- [課題 A]:
下の本文で、「砂があれば掘り」で始まる文と「高いところは」で始まる文に挙げられている行動を、すべて書き出してください。

- [本文]:
-.-.-

なんでもない日常が、こんなに楽しい!
【はじめに】過ぎた日々を想い起こす。
ある日仕事で外出した時に、訪問先までの道のりの半ばで、大きな団地を横切ったわたし。いくつか棟が並ぶなか、敷地内の一角に公園があり、団地に住んでいるだろう子どもたちが元気に走りまわっていました。
かくいう私も中学生までは団地住まい。学校が終わればランドセルを一度置きに帰り、再びクラスメイトと団地下に集合。花を摘んで色水をつくったり、1階から10階まで団地全部の階段を使って逃げ回ったり…体力の限界など感じることなく全力で遊んだものです。
砂があれば掘り、水が出れば飛ばし合う。
高いところは何としても登り、友が集まれば駆け回る。
そんな何気ない日常がどうしようもなく楽しかったことを思い出させる。
それが「よつばと!」という作品だと思います。
あらすじ。

-.-.-

バウンディングボックスデータの抜粋

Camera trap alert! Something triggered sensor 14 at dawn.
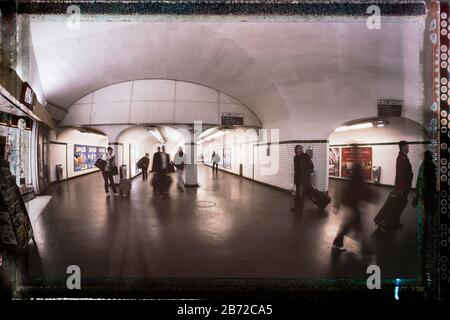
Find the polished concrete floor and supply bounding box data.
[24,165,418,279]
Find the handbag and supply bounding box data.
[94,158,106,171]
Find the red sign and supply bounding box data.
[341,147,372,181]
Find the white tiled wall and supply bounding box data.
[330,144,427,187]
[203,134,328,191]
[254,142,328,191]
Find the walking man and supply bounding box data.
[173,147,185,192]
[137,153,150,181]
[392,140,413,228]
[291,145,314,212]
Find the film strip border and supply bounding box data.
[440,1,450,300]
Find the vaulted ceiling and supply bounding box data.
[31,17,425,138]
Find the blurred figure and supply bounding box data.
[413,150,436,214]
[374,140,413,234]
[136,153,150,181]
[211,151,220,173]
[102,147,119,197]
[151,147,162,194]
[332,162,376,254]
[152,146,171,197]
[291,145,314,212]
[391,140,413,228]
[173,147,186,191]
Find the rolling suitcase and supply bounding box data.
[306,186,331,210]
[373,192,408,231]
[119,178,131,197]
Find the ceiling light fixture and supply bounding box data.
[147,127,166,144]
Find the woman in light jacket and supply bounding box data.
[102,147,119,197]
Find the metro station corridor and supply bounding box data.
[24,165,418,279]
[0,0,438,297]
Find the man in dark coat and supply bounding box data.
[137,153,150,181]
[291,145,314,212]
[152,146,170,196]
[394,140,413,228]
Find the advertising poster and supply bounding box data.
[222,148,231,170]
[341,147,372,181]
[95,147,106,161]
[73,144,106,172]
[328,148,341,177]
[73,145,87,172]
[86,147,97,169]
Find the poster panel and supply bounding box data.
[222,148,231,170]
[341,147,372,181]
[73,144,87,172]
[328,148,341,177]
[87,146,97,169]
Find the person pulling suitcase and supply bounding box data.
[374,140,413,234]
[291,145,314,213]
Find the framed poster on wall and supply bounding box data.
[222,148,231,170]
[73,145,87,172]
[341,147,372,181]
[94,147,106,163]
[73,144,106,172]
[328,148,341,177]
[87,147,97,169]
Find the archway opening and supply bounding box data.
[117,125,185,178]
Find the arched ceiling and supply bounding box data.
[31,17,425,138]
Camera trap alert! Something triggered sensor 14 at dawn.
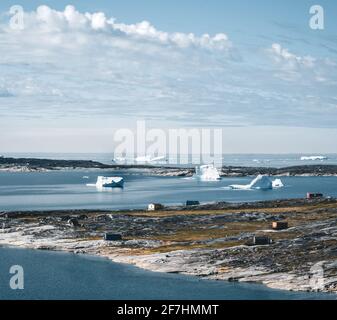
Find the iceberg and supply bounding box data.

-.-.-

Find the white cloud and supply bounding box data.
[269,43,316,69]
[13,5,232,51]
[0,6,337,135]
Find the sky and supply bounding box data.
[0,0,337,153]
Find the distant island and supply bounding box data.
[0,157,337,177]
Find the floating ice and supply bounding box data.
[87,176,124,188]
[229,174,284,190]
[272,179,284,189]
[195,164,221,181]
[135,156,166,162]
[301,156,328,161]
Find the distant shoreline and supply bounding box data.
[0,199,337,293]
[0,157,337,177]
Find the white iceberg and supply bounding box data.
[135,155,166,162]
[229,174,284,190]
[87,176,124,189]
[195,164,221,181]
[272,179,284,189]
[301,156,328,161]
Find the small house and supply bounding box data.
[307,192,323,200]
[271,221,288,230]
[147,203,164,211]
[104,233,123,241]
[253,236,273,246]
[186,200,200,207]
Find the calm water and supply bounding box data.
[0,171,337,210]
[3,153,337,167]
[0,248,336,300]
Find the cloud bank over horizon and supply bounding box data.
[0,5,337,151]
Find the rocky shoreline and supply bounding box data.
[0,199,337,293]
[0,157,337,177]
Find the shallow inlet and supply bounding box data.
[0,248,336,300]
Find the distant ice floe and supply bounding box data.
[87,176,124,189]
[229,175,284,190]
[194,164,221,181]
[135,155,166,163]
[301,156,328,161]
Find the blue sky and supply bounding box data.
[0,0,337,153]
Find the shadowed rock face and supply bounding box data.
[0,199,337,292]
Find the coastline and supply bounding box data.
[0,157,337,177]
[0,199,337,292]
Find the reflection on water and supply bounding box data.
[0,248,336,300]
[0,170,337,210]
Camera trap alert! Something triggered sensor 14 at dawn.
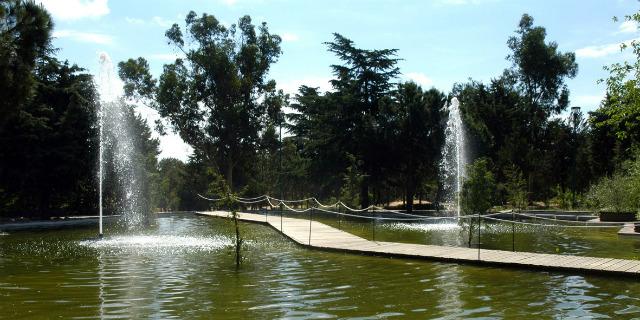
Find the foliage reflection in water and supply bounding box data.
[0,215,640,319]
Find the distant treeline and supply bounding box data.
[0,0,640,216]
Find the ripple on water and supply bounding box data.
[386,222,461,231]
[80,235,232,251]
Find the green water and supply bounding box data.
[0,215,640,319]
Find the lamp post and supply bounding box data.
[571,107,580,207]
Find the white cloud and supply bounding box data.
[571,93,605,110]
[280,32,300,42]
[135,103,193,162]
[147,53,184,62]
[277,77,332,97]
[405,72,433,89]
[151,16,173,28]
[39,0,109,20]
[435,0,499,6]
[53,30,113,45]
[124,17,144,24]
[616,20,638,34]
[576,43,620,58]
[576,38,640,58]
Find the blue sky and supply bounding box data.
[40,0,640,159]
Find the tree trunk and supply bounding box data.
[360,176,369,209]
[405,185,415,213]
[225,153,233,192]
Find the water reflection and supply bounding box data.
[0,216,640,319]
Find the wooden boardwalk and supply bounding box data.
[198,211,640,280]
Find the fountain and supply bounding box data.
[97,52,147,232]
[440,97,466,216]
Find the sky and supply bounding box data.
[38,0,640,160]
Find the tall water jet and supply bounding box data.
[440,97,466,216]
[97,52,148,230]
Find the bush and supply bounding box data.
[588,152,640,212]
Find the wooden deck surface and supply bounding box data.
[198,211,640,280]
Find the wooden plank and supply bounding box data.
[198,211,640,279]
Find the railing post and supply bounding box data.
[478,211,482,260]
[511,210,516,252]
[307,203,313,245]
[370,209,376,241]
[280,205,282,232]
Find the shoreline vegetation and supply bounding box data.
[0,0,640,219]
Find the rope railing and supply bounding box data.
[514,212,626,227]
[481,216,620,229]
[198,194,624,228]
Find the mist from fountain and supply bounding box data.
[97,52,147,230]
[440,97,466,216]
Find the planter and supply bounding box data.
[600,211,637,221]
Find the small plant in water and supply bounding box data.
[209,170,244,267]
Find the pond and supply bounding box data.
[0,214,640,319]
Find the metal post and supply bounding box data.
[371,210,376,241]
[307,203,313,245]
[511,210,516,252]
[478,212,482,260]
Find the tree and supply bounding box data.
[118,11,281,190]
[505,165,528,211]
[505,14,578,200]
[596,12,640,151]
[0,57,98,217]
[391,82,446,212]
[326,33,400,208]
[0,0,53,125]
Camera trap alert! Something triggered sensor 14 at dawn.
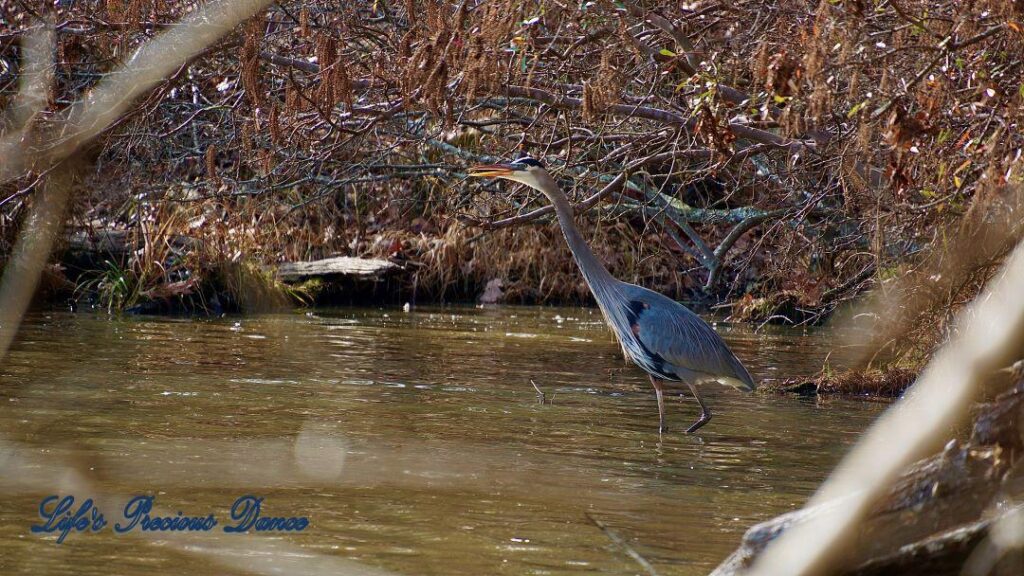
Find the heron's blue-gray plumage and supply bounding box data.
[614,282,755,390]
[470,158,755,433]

-.-.-

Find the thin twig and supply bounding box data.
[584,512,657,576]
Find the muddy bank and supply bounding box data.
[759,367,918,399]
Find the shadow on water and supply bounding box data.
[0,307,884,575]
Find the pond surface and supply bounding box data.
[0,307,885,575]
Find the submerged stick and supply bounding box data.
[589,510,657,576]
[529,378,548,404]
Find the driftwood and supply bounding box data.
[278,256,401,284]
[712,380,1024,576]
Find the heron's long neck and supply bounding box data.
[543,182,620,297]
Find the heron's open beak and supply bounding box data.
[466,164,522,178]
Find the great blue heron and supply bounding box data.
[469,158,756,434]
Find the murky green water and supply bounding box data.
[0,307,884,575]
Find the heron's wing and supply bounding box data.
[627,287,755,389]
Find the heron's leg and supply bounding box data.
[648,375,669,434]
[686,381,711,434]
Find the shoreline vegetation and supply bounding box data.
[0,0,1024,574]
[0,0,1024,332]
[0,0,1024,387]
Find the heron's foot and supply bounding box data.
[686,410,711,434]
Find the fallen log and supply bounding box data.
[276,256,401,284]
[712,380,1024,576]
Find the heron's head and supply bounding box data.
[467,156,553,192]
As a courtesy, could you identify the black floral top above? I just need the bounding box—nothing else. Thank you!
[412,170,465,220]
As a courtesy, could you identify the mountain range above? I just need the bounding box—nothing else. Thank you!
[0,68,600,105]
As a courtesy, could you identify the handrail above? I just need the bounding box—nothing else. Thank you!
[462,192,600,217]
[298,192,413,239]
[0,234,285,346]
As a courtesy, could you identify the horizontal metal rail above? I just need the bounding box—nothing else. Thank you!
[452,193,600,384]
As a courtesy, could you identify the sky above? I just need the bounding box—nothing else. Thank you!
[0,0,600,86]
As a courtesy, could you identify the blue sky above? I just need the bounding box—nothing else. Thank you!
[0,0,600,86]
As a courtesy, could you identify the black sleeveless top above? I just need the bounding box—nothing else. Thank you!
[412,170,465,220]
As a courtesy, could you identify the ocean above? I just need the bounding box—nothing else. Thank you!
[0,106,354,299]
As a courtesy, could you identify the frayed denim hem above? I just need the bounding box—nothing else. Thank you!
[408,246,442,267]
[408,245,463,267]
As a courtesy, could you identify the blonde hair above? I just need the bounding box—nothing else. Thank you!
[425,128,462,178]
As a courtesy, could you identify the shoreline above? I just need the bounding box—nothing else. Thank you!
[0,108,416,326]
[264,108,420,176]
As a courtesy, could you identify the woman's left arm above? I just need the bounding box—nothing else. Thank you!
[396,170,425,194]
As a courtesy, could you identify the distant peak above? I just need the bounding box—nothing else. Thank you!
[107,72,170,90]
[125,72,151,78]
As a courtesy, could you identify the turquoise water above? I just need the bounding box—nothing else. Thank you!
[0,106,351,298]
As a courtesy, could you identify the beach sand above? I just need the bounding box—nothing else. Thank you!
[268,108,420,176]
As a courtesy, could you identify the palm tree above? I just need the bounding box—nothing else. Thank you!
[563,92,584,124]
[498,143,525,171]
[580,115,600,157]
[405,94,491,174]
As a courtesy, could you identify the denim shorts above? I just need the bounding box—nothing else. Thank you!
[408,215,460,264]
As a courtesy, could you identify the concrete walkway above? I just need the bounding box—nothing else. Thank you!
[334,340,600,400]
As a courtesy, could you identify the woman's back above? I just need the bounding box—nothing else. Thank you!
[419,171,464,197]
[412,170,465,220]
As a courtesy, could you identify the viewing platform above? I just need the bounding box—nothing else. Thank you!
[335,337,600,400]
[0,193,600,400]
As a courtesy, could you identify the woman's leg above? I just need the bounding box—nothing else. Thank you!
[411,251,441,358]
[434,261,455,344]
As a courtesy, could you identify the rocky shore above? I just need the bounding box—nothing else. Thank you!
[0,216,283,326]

-.-.-

- [課題 B]:
上の記録のうち、「Find the heron's head」を含む行から「[0,106,354,299]」を含む行までを、両端の行も含めて一字一句違えずに打ち直してください。

- [正解 A]:
・砂があれば掘る
・水が出れば飛ばし合う
・高いところは何としても登る
・友が集まれば駆け回る

- [正解 B]:
Find the heron's head and supply bounding box data.
[467,156,553,192]
As a courtesy, could you identify the black floral top above? I just need the bounding box—nothing else. Thank you!
[412,170,465,220]
As a courtesy, could you identify the mountain range above? I just need the bounding box—nothing else. Thank you!
[0,68,600,105]
As a courtesy, could you identify the handrail above? I just need the bounding box—nothing else. Thank you!
[462,192,600,217]
[298,192,413,239]
[0,234,285,346]
As a courtesy, could you identify the horizontal metal rail above? I just need the bounding box—nothing else. Thank you!
[452,193,600,384]
As a courtesy, could you identify the sky above? I just need the bounding box—nothing else. Thank you!
[0,0,600,86]
As a courtesy, could you identify the blue sky above? I just need the bounding box—nothing else. Thank you!
[0,0,600,86]
As a courtesy, could you identify the black sleeveless top above? I just need the bounding box—nothing else. Thank you!
[412,170,465,220]
As a courtesy, could you identify the ocean above? I just need the bounding box—nothing else. Thank you!
[0,106,354,299]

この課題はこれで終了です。